Provided passage >>
##########
Thursday, April 5, 2012

A New Country in Africa: Islamic Republic of Azawad

[Note (4/16/2012): Since this post was published, the Islamic Republic of Azawad has adopted the formal name Independent State of Azawad, though both names are in use.]


The establishment of an independent Azawad, depending on how long it lasts, is bad for Mali, bad for Africa, and bad for the world.  Here is a rundown of what has happened, what it means, and what might happen next.

For the first time since the birth of the Republic of South Sudan in July 2011, there is a newly independent country as of this week, and it is also in Africa.  But, unlike South Sudan, no one is recognizing or welcoming this new state, and it certainly won’t be joining the United Nations General Assembly any time soon.  It also has the unwelcome distinction of being perhaps the first independent state run by an affiliate of al-Qaeda (unless you count the al-Qaeda-ruled portions of southern Somalia and northern Yemen as nascent states, or unless you regard the Taliban’s Afghanistan as, in its final years, al-Qaeda-run).  This new state is the Islamic Republic of Azawad, and it might not be around for very long.


In February of this year, I wrote an article for this blog on the latest Tuareg rebellion in the Republic of Mali. Since Mali’s military coup d’état on March 22nd, this has become very nearly the most widely read article in the blog.  Turns out there weren’t that many people blogging about Mali yet.

The Azawad, the northern part of the area that is now Mali, as I discussed in that article, has seen repeated rebellions by the Tuareg minority in its vast northern deserts, some of them asking for outright independence.  A revolt against France’s colonial rule in 1916-17 was smothered by the French military and resulted in thousands of deaths.  After the Republic of Niger and the Federation of Mali (a brief-lived union of what are now Mali and the Republic of Senegal) broke free from France in 1960, Tuaregs fought to establish a state for themselves in northern Mali, but the newly established Malian military responded with savage finality, creating a refugee crisis in neighboring Algeria and a resentment of the central government that would burn in the Azawad region for decades.  In the early 1990s, Tuaregs who had been devastated by the famine that had raged across the Sahel in the 1980s (most famously in Ethiopia and Somalia) agitated again for a separate state.  Some of these separatists operated from bases in Moammar al-Qaddafi’s Libya to the north.  A smaller rebellion occurred in 2007-09 when Tuaregs who had dispersed to other countries in the 1990s rebellion returned and ended up in conflict with other groups.
##########
Records supplied >>
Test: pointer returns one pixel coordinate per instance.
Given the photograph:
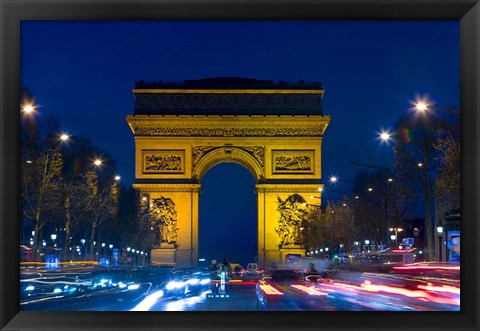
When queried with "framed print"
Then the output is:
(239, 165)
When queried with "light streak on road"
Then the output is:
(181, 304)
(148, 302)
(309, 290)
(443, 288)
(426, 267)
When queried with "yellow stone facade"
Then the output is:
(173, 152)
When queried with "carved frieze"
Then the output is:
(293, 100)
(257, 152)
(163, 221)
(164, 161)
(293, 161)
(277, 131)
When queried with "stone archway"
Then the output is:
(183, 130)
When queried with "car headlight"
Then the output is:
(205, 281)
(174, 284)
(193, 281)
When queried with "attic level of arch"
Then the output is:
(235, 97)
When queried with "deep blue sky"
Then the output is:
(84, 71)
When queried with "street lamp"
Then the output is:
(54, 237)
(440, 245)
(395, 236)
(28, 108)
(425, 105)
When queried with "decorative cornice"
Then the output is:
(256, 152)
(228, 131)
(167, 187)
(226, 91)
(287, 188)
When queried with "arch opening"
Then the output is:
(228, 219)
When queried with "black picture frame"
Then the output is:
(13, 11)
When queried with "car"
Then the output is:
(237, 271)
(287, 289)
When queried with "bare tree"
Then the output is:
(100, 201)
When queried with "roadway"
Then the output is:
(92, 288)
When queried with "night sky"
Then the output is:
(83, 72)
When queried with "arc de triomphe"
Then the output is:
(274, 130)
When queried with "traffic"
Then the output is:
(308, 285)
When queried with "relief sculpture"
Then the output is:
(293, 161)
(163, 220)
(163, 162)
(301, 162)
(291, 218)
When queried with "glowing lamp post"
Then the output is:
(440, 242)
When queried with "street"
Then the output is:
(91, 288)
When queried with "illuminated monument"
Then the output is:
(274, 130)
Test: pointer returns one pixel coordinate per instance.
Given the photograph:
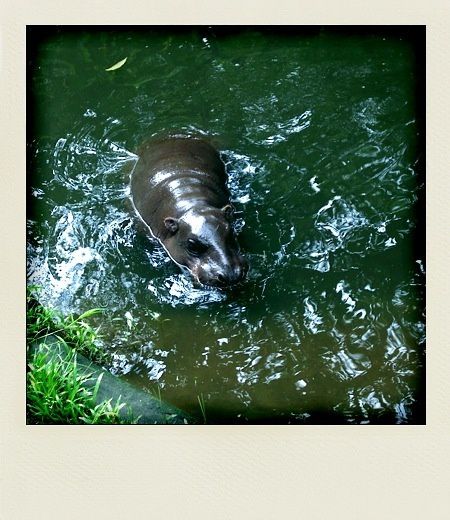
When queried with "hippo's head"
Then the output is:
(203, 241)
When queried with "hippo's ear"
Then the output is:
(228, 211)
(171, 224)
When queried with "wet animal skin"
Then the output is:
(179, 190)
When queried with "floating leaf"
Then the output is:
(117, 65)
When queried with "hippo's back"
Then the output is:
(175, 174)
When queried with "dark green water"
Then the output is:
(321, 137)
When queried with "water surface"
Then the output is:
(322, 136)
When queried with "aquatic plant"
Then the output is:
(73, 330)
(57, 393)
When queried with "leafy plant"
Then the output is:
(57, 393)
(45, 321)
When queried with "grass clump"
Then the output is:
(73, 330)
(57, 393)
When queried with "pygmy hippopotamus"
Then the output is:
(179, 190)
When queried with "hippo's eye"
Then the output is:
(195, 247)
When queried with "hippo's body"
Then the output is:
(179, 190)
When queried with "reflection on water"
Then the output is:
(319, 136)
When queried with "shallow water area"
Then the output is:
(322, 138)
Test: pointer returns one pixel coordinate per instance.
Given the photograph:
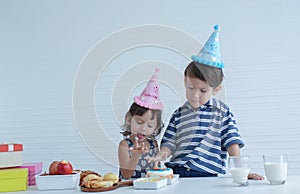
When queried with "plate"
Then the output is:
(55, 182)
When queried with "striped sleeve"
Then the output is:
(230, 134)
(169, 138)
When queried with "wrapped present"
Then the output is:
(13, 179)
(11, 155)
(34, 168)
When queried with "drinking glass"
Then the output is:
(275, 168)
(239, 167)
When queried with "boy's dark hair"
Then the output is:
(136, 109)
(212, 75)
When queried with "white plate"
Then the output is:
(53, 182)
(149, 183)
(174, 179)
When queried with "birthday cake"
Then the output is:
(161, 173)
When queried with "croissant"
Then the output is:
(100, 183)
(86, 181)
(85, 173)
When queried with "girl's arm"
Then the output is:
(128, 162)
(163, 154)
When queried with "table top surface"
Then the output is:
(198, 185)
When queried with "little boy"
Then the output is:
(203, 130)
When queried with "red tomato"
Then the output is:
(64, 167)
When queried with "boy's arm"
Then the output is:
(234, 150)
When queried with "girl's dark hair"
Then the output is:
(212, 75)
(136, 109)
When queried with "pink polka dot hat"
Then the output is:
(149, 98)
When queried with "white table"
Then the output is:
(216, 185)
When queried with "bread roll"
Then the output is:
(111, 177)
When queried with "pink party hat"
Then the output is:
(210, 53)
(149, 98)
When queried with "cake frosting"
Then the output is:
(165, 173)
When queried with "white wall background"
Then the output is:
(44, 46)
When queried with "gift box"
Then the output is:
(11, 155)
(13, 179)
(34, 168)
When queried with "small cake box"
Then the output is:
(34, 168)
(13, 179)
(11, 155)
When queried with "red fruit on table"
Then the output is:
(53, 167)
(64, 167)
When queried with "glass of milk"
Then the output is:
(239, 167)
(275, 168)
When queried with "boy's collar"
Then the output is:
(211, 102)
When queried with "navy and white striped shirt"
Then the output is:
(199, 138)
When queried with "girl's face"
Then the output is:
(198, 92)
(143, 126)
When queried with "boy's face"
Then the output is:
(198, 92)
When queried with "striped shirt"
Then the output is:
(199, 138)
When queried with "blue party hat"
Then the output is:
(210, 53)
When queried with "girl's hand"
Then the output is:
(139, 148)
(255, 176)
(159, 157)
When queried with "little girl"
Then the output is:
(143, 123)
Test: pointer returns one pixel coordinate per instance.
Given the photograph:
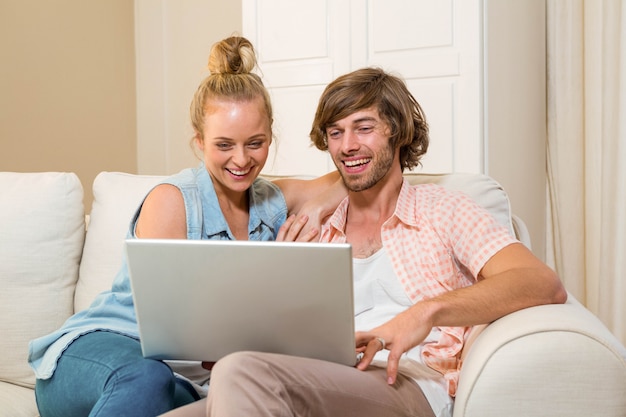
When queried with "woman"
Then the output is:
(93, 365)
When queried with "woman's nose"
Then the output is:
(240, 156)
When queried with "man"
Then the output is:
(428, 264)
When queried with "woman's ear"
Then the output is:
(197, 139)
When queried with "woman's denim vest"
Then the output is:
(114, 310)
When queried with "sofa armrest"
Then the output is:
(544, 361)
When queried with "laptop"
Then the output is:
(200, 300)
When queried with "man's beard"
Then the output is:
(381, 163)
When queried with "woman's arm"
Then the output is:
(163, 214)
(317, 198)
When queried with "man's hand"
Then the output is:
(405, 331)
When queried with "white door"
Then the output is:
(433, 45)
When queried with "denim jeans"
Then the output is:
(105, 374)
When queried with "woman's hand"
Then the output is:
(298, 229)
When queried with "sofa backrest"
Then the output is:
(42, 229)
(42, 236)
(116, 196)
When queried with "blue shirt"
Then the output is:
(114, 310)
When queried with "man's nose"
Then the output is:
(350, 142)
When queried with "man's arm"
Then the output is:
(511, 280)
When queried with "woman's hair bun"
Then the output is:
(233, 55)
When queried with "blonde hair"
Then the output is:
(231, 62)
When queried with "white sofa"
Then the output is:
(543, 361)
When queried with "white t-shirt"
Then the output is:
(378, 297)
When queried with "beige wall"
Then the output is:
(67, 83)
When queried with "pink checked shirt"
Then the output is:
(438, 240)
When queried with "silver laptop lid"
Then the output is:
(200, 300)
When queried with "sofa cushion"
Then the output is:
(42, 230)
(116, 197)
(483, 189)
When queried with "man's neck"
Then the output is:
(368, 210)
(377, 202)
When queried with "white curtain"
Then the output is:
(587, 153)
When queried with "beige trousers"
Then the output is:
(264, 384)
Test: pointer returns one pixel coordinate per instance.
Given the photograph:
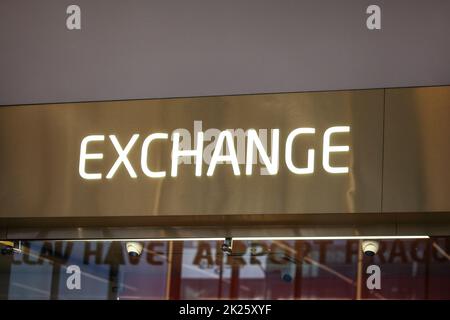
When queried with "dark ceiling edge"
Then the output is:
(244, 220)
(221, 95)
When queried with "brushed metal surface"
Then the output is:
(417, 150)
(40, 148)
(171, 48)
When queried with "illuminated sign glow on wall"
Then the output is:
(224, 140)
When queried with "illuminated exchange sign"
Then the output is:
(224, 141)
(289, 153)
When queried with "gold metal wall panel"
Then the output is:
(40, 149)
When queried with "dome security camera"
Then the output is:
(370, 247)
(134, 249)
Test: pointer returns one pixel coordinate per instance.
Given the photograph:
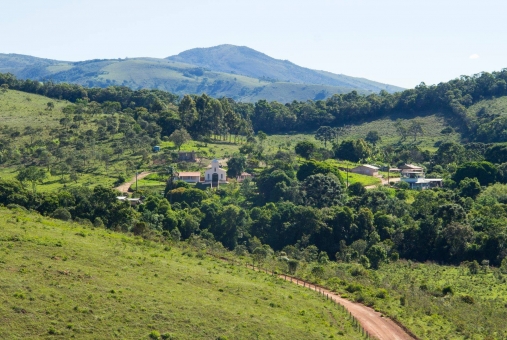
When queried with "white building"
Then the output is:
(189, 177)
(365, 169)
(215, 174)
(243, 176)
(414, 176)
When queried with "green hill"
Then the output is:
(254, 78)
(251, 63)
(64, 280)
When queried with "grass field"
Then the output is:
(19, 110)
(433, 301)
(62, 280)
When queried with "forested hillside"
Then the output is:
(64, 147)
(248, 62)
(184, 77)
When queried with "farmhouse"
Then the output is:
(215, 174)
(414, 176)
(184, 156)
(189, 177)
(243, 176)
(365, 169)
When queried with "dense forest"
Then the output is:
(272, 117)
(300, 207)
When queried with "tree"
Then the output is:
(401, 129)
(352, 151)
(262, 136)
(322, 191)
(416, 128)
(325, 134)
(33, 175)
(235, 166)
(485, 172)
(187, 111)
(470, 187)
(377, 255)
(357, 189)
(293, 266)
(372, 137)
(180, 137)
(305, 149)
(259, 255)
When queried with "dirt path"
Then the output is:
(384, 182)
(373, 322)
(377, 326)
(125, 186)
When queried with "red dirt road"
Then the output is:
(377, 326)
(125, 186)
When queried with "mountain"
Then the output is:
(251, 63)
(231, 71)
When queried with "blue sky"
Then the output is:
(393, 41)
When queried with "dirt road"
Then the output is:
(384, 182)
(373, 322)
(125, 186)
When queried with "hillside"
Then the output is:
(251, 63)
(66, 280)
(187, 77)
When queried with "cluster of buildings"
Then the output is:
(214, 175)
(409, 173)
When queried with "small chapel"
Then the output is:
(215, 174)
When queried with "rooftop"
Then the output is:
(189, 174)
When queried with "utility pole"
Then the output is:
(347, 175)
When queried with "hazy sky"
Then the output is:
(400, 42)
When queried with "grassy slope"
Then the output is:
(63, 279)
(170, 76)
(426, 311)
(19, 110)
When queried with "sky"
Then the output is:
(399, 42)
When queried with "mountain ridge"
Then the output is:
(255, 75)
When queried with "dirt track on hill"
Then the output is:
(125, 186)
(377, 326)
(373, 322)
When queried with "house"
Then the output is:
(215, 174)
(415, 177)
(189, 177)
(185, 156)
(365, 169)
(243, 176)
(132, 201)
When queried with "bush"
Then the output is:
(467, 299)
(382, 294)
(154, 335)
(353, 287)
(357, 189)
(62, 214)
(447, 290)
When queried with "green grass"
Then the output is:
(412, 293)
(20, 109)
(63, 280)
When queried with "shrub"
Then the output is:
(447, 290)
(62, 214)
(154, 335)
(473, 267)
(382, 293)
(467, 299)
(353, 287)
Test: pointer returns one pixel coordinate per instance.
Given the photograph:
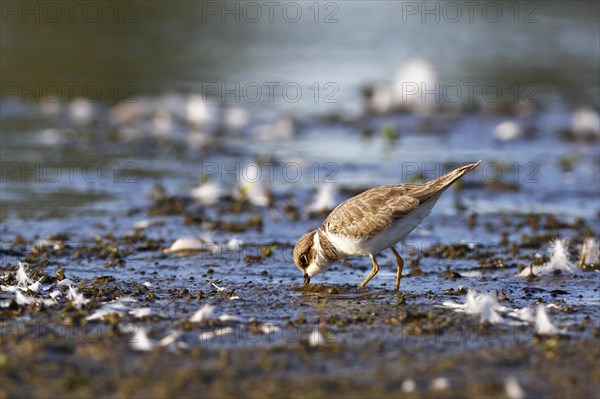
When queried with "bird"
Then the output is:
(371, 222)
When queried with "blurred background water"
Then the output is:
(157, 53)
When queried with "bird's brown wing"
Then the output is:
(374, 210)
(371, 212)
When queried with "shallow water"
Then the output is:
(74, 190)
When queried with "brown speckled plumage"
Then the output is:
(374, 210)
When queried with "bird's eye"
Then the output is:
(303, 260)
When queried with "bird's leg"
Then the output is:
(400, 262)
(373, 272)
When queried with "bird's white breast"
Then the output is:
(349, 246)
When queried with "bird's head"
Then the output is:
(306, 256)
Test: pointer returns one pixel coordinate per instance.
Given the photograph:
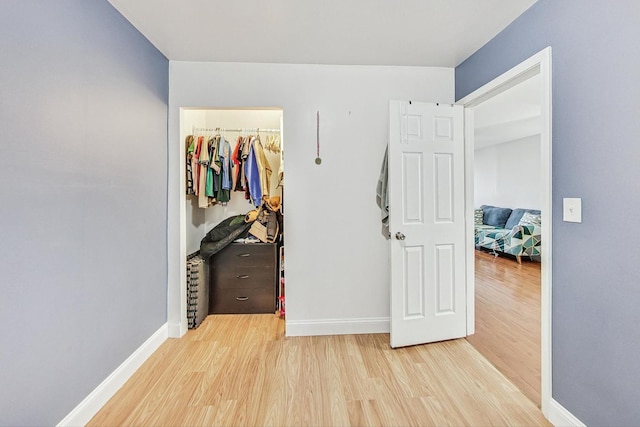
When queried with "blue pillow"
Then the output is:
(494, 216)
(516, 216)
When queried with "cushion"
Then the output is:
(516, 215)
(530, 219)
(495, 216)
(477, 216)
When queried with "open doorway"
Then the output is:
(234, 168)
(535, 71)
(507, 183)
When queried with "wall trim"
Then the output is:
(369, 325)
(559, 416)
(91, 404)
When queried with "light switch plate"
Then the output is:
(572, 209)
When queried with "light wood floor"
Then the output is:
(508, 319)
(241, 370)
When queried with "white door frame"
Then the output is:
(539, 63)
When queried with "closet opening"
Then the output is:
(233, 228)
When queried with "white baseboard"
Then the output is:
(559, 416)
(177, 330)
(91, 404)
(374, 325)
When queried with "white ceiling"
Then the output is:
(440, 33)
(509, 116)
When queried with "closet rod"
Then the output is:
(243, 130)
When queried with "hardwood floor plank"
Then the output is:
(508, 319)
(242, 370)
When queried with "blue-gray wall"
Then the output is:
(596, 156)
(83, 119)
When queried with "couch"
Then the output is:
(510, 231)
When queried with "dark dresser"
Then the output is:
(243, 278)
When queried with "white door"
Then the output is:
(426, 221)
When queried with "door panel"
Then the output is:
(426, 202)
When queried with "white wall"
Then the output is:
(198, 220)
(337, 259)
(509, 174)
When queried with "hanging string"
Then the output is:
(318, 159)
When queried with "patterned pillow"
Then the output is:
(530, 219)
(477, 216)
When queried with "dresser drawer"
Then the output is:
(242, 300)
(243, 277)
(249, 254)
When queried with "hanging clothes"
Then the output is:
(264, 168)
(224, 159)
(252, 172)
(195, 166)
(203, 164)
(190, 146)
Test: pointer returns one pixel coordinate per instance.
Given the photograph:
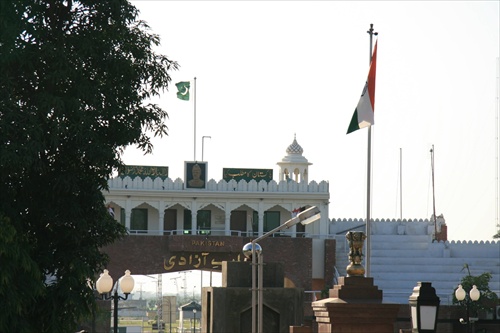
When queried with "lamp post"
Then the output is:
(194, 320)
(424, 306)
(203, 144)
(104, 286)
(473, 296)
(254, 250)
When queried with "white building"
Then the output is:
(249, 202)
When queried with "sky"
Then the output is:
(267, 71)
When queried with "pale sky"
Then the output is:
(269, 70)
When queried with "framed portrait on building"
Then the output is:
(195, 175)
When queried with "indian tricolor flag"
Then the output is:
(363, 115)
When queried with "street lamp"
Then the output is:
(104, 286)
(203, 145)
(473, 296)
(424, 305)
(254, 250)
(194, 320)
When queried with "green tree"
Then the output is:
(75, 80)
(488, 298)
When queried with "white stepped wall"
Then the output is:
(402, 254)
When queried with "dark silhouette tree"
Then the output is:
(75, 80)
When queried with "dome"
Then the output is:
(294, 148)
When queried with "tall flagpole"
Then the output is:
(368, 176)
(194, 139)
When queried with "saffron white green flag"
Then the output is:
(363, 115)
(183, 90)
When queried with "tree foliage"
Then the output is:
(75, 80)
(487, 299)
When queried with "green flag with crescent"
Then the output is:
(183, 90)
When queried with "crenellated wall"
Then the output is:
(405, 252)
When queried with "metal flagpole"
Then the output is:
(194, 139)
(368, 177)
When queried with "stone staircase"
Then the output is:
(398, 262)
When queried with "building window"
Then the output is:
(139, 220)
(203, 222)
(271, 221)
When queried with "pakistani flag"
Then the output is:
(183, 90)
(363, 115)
##########
Brief >>
Translate this sentence from the post about Azawad into Spanish: "This new state is the Islamic Republic of Azawad, and it might not be around for very long."

Full answer >>
Este nuevo estado es la República Islámica de Azawad, y es posible que no dure mucho tiempo.